A run of records
+--
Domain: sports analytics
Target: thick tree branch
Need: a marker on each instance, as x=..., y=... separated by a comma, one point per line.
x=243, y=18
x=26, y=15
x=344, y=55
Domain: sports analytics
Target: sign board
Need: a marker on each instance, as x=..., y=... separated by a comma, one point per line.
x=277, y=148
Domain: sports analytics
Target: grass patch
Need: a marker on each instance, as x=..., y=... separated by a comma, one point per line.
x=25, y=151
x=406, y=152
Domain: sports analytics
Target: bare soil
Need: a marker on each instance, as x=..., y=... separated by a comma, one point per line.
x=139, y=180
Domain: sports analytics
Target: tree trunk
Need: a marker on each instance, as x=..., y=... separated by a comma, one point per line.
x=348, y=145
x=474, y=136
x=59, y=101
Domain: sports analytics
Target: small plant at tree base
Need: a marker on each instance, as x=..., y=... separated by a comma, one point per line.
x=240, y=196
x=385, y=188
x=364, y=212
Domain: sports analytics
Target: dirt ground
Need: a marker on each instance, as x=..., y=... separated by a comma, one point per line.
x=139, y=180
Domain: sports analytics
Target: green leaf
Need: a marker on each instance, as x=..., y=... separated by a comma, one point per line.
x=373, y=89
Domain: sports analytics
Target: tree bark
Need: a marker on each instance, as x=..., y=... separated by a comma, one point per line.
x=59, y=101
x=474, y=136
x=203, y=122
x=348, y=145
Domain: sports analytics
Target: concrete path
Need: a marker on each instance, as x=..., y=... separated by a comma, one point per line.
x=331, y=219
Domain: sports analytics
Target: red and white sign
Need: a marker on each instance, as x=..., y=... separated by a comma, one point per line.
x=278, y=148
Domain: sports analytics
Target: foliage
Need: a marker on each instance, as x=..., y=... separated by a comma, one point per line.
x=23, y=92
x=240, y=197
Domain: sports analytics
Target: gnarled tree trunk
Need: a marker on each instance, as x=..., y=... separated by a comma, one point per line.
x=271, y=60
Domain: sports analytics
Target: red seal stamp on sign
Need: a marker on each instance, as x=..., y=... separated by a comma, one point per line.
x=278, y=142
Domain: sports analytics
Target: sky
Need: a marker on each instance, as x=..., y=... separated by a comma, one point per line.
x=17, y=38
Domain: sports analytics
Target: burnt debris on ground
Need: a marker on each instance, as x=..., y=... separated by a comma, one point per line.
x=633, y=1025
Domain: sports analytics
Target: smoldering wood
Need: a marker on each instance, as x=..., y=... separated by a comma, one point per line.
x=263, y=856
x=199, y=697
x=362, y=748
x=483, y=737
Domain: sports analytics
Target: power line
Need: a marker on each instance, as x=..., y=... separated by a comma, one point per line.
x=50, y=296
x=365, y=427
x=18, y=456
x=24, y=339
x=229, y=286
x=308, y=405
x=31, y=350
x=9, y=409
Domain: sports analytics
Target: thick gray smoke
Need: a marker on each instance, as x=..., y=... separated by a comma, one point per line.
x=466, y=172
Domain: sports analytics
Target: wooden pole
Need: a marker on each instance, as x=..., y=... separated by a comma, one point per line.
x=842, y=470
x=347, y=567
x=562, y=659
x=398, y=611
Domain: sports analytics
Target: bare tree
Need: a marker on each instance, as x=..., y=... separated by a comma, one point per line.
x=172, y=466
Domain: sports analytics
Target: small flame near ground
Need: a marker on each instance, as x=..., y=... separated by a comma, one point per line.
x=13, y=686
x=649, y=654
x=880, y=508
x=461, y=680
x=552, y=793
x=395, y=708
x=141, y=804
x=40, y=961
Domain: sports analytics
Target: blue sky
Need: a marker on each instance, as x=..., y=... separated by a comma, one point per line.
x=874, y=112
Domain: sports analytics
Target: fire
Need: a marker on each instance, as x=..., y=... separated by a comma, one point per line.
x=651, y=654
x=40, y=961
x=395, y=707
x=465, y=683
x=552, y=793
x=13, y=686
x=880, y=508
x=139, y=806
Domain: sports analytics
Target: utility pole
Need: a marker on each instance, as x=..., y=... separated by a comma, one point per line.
+--
§ **PROBLEM DETAILS**: Print the records above again line for line, without changing a single character.

§ **RESPONSE BELOW**:
Domain: sports analytics
Target: thick tree branch
Need: a marker on each instance, as x=..., y=... separated by a comma, one point per line.
x=243, y=18
x=26, y=15
x=344, y=55
Domain: sports analytics
Target: sign board
Need: a marker on each instance, as x=..., y=... separated by a comma, one point per line.
x=277, y=148
Domain: sports analytics
Target: grass patch
Need: a marker on each instance, as x=..., y=... separated by a comma, one point per line.
x=25, y=151
x=406, y=152
Domain: sports analytics
Target: bare soil
Need: a marker on each instance, as x=..., y=... separated by a comma, one point per line.
x=139, y=180
Domain: sports analytics
Target: tree trunk
Need: a marker on each instance, as x=..., y=... separated by a comma, one point per line.
x=348, y=145
x=474, y=136
x=59, y=101
Domain: sports analytics
Target: small plant at tree base
Need: a marker on each instance, as x=..., y=... separated by a comma, one point per line.
x=240, y=196
x=385, y=188
x=364, y=212
Domain: sports analytics
Target: dirt ground
Need: a marker on each instance, as x=..., y=... separated by a comma, one point per line.
x=139, y=180
Domain: sports analytics
Target: green leaf
Need: a marker on each instance, as x=..., y=... separated by a comma, one point per line.
x=373, y=89
Domain: sports analytics
Target: tree bark
Need: a marker on each instance, as x=..., y=... separated by a comma, one point per line.
x=59, y=101
x=474, y=136
x=203, y=122
x=348, y=145
Domain: sports analytics
Target: concrete path
Need: a marker on each instance, as x=..., y=... separated by a comma, one point per line.
x=331, y=219
Domain: sports analytics
Target: red and white sign
Need: a marker on each instance, as x=..., y=... separated by a comma, one point per line.
x=278, y=148
Domain: sports analytics
Target: foliage
Need: a marker on each instance, as x=..., y=... separated by a comma, one point per line.
x=23, y=92
x=240, y=197
Domain: sports analytics
Target: gnarled tree trunk
Need: a marker on each instance, as x=..., y=... separated by a comma, one point per line.
x=271, y=60
Domain: sports analytics
Target: red seal stamp on sign
Need: a marker on each instance, as x=..., y=... separated by a comma, one point per line.
x=278, y=142
Domain: sports analytics
Target: sky
Need: a marker on each instance, as x=..., y=... separated by a comma, one point per line.
x=17, y=38
Domain: sports analytics
Target: burnt debris on ground
Need: a marker on each instance, as x=..., y=... separated by a comma, one point per line.
x=633, y=1025
Domain: sports analytics
Target: smoldering wood
Need: a marker on each instance, as x=..., y=... separated by a comma, one point per line.
x=263, y=856
x=199, y=697
x=362, y=748
x=483, y=737
Domain: sports analytics
Target: power line
Need: a marker on each instance, as x=..., y=... separated by a comma, one point per line.
x=50, y=296
x=365, y=427
x=18, y=456
x=24, y=339
x=229, y=286
x=308, y=405
x=31, y=350
x=9, y=409
Domain: sports analytics
Target: thick gray smoke
Need: a marker on each instance, as x=..., y=... separated by a comma, one point per line.
x=466, y=172
Domain: sports analytics
Target: wooden pole
Need: a marker on each instance, as x=..., y=... separated by a comma, one point per line.
x=842, y=470
x=347, y=567
x=562, y=659
x=398, y=611
Domain: sports analytics
Target: bare tree
Need: a marker on each instance, as x=..., y=... separated by a comma, one point per line.
x=172, y=466
Domain: sports analytics
Target: small flame near ground
Need: a marker on each instance, as x=..., y=... separated by a comma, one point per line.
x=13, y=686
x=649, y=654
x=880, y=508
x=461, y=680
x=552, y=793
x=395, y=708
x=141, y=804
x=40, y=961
Domain: sports analytics
Target: blue sky
Need: a marker on each instance, as x=..., y=... separated by a comma, one point per line.
x=874, y=112
Domain: sports analytics
Target: fire
Need: a marker on each instance, as x=..., y=... separated by a comma, one point per line.
x=651, y=654
x=40, y=961
x=395, y=707
x=465, y=683
x=552, y=793
x=13, y=686
x=880, y=508
x=139, y=806
Domain: sports analytics
Target: utility pole
Need: a marker on each instance, as x=..., y=... separated by a comma, one point per line.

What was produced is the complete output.